• Selected excerpt:
To protect performers in such situations, a law was introduced in 1994 that defined the rights of performers. Section 2(qq) of the Act describes a “performer” as someone who performs live, like an actor, singer, dancer, juggler, snake charmer, or even someone giving a lecture. The law gives these performers a special right called “performer’s right,” which protects their work for 50 years. However, there are certain exceptions to when their rights can be infringed, similar to how broadcast reproduction rights are treated. This law ensures that performers have legal protection against unauthorized use of their live performances.
Doctrine of Fair Dealing
The term “fair dealing” is not clearly defined in copyright law, but it refers to situations where copyrighted material is used without permission in ways that are deemed acceptable, such as for criticism, review, or news reporting. In the case of Hubbard v. Vosper, Lord Denning explained that “fair dealing” is a matter of judgment based on how the material is used. Section 52 of the Copyright Act, 1957, lists nearly forty exceptions where using copyrighted material doesn’t count as infringement, such as for educational purposes or reviews.
In one case, Chancellor Masters and Scholars of University of Oxford v. Narender Publishing House, a publisher claimed copyright over a mathematics book. The defendants copied the questions and created a guidebook. The defendants argued that their work was a “review” of the original book and therefore, they were allowed to use the material under fair dealing. Similarly, in Super Cassettes Industries v. Hamar Television Network Pvt. Ltd., a music company sued a TV channel for broadcasting its copyrighted music. The defendant argued that the broadcast was a “review” of current events. The court ruled in favor of the music company, stating that “fair dealing” is difficult to define exactly it depends on the facts of each case and the overall impression of the court. The court also emphasized that freedom of expression and public interest could justify using copyrighted material in certain situations, even when the use might normally be considered infringement.

• Information supplied:

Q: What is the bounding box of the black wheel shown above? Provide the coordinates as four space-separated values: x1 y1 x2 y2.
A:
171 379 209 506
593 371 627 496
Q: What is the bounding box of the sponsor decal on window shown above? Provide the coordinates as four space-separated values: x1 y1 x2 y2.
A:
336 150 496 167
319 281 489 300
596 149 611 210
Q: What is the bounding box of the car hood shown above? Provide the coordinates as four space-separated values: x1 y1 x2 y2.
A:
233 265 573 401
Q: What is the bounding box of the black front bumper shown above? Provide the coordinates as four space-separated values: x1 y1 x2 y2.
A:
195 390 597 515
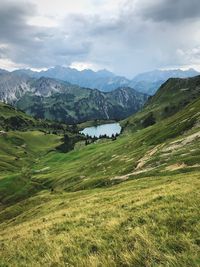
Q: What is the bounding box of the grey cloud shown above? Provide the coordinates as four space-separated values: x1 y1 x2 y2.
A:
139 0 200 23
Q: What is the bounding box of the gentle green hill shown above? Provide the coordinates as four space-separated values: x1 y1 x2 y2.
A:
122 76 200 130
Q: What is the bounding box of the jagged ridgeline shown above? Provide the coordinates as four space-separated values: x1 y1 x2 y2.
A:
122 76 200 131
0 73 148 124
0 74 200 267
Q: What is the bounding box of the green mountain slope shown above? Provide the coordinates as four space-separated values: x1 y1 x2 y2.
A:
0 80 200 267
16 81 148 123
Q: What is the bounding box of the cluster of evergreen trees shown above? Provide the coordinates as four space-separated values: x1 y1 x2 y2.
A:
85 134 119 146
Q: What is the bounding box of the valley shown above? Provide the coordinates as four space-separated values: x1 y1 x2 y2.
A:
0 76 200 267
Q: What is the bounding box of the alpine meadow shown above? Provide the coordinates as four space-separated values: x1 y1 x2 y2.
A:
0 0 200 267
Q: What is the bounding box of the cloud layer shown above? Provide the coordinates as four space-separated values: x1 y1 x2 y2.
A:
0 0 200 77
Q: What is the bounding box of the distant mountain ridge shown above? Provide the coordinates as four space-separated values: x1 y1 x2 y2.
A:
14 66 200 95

• Problem set:
1 – In the passage on copyright, do these statements agree with the text? (a) The performer's right protects a performer's work for 50 years. (b) Section 52 of the Copyright Act, 1957, lists about a hundred exceptions. (c) In Super Cassettes Industries v. Hamar Television Network Pvt. Ltd., the court ruled for the TV channel. Answer yes or no for each, quoting the words of the text that decide it.
2 – Extend the passage on copyright, starting after its last sentence.
The material above has no connection to the passage on copyright.

• Results for each task:
1 –
(a) Yes: "which protects their work for 50 years."
(b) No: "lists nearly forty exceptions."
(c) No: "The court ruled in favor of the music company."

2 –
Public interest, like access to education and healthcare, can sometimes outweigh the rights of copyright holders. This principle helps courts decide cases in India, especially in cases where public access to knowledge or affordable medicines is at stake. However, too broad an interpretation of public interest can lead to misuse.
Conclusion
Public interest refers to actions that benefit the general well-being and rights of society. While it’s widely understood to mean promoting the collective good, there is no clear agreement on what exactly constitutes public interest. Justice Bhagwati once defined it as actions that address public harm, enforce duties, and protect broad, shared rights and interests.
In the context of copyright, public interest is often seen as a balance between protecting the rights of creators and ensuring that society as a whole benefits from access to information and culture. As Neil Turkewitz of the Recording Industry Association of America (RIAA) explained, copyright protection serves the public interest by fostering economic growth, promoting cultural diversity, and defending human rights.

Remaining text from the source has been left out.